Data to use START

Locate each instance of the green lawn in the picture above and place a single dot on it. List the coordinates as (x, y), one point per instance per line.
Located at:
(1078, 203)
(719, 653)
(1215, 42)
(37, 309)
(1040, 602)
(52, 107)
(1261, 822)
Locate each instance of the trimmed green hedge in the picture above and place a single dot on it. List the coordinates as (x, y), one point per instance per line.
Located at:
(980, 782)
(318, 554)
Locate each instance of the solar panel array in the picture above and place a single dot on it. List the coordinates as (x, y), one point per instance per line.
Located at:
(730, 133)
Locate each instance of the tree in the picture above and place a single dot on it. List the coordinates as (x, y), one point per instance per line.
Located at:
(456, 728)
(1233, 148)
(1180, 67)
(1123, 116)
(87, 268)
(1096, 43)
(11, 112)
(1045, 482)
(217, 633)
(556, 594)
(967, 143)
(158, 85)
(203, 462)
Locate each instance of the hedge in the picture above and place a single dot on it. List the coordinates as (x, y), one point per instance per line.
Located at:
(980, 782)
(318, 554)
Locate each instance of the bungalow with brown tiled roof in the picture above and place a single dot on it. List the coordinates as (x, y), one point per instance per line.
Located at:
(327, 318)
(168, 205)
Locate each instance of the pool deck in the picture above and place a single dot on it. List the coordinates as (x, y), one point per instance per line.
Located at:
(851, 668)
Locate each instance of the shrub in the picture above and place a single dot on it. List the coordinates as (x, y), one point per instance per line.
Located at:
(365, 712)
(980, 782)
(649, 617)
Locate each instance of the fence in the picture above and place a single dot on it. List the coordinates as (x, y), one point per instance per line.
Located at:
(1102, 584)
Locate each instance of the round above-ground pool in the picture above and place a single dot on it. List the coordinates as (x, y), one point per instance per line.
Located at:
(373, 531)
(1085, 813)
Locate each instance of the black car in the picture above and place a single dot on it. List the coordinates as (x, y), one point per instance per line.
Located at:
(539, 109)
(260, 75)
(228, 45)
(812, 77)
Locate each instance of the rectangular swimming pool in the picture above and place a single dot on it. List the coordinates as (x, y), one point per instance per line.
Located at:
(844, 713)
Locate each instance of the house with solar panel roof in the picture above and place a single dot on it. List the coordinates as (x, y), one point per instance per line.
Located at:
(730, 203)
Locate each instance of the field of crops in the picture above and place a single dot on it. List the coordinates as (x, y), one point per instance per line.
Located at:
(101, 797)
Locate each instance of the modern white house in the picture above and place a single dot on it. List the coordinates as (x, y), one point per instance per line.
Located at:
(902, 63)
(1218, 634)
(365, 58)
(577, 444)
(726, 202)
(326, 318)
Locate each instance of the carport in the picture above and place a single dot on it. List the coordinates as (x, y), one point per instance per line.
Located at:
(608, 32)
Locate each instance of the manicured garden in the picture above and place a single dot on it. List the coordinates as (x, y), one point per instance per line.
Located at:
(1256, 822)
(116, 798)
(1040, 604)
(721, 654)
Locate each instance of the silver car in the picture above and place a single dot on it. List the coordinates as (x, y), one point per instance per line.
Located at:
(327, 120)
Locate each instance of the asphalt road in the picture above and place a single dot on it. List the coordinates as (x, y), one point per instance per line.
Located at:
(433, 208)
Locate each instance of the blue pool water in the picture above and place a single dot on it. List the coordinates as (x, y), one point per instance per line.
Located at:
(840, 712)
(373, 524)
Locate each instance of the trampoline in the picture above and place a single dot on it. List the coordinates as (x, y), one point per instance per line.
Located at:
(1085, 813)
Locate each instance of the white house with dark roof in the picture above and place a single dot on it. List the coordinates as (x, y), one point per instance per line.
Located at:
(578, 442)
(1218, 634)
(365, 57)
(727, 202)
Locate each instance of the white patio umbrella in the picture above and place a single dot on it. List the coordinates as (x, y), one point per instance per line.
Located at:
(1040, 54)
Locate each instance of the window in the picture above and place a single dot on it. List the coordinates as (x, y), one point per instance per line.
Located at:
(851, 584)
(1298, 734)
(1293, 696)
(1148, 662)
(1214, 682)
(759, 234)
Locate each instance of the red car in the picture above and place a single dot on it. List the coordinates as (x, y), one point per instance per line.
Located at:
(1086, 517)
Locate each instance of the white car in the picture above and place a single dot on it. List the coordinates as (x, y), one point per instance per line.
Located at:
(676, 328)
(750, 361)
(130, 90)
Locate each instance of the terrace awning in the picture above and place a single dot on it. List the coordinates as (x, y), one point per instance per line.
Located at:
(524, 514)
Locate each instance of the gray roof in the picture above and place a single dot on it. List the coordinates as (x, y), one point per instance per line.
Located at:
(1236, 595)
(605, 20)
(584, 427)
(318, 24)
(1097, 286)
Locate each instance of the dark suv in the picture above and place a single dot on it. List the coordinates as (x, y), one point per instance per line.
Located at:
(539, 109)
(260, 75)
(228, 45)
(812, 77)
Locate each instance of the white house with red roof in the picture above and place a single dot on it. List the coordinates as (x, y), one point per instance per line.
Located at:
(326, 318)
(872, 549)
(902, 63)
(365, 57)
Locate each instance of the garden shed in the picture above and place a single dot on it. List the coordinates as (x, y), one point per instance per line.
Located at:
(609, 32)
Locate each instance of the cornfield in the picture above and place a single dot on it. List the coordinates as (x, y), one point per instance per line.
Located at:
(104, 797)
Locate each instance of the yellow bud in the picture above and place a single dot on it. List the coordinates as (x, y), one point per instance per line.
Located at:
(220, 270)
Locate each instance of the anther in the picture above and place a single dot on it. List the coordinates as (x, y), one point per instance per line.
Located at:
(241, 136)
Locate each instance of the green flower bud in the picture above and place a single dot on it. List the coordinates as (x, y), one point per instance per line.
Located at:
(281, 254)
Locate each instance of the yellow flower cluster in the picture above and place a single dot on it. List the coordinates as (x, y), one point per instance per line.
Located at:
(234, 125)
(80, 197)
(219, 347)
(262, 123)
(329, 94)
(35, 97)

Data to use END

Exercise goal. Counting every line of the entries that holds the word "green", report the total and no other text.

The answer. 3